* REQUIREMENT: Output every line below exactly.

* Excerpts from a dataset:
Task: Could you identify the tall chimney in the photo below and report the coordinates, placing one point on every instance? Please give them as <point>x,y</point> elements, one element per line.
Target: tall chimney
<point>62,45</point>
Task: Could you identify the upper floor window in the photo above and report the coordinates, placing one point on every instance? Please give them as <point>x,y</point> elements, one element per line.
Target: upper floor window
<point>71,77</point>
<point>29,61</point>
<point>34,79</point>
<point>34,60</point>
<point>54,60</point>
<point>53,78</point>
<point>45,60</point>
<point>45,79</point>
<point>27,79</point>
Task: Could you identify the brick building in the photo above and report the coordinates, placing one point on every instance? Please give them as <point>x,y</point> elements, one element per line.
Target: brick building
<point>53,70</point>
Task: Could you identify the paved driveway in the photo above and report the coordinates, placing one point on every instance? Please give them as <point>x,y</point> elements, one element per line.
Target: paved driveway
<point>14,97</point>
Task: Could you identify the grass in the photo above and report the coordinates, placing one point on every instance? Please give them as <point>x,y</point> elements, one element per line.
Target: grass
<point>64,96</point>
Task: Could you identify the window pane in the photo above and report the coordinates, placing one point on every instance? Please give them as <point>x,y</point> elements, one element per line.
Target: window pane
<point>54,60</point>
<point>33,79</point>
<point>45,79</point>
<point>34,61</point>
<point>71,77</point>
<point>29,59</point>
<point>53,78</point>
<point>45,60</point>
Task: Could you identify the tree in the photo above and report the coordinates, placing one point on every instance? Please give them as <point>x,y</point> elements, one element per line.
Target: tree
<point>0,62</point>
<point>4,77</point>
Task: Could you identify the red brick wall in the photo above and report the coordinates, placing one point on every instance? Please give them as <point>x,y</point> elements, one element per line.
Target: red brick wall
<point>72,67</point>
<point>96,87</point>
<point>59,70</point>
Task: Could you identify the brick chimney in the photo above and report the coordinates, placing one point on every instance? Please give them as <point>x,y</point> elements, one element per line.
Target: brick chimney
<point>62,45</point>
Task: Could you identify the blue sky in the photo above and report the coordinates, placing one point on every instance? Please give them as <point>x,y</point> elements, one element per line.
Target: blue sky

* COMPLETED TASK:
Task: Could you identify the tall chimney in the photo below and report the coordinates, placing one point on every instance? Please give them as <point>x,y</point> elements, one element per line.
Target: tall chimney
<point>62,45</point>
Task: Could you identify the upper floor window in the photo above and report the coordinates, placing one point on every instance? Please give them as <point>x,y</point> elements, one element per line.
Target: upper floor window
<point>71,77</point>
<point>29,61</point>
<point>34,79</point>
<point>34,60</point>
<point>54,60</point>
<point>53,78</point>
<point>45,60</point>
<point>45,79</point>
<point>27,79</point>
Task: Could you identify the brick building in the photo above and report the coordinates, placing one point on every instance? Please give them as <point>x,y</point> elements, one element per line.
Target: brick building
<point>53,70</point>
Task: Could you identify the paved driveway in the photo above and report the coordinates, placing one point on every instance? Please give them as <point>x,y</point> elements, one element per line.
Target: paved driveway
<point>14,97</point>
Task: Could you identify the grass in the photo above and report the coordinates, placing one point on every instance? Please give them as <point>x,y</point> elements, one element per line.
Target: grass
<point>64,96</point>
Task: Could you identify the window pane in the photo above and report the coordinates, placing one point on every instance? Please give them as <point>x,y</point> elements, one element per line.
Target: window pane
<point>54,60</point>
<point>33,79</point>
<point>45,79</point>
<point>34,61</point>
<point>71,77</point>
<point>29,59</point>
<point>53,78</point>
<point>45,60</point>
Task: Could you identify the tree in the photo above and report the coordinates, placing one point on every instance? Please give them as <point>x,y</point> elements, one element per line.
Target: tree
<point>0,62</point>
<point>4,77</point>
Task: Could you identify the red brick wall in the photo above and report the coordinates, placing one point on every instance? Please give them as <point>x,y</point> elements, one element per line.
Target: red brick wall
<point>72,67</point>
<point>96,87</point>
<point>59,70</point>
Task: Could you identify the brick chimney in the photo above and report the coordinates, placing one point on every instance? Please give them as <point>x,y</point> elements, one element per line.
Target: brick chimney
<point>62,45</point>
Task: Could you identify the blue sky in the photo above and report the coordinates, placing one point on every instance? Please give them as <point>x,y</point> elements, one element per line.
Target: blue sky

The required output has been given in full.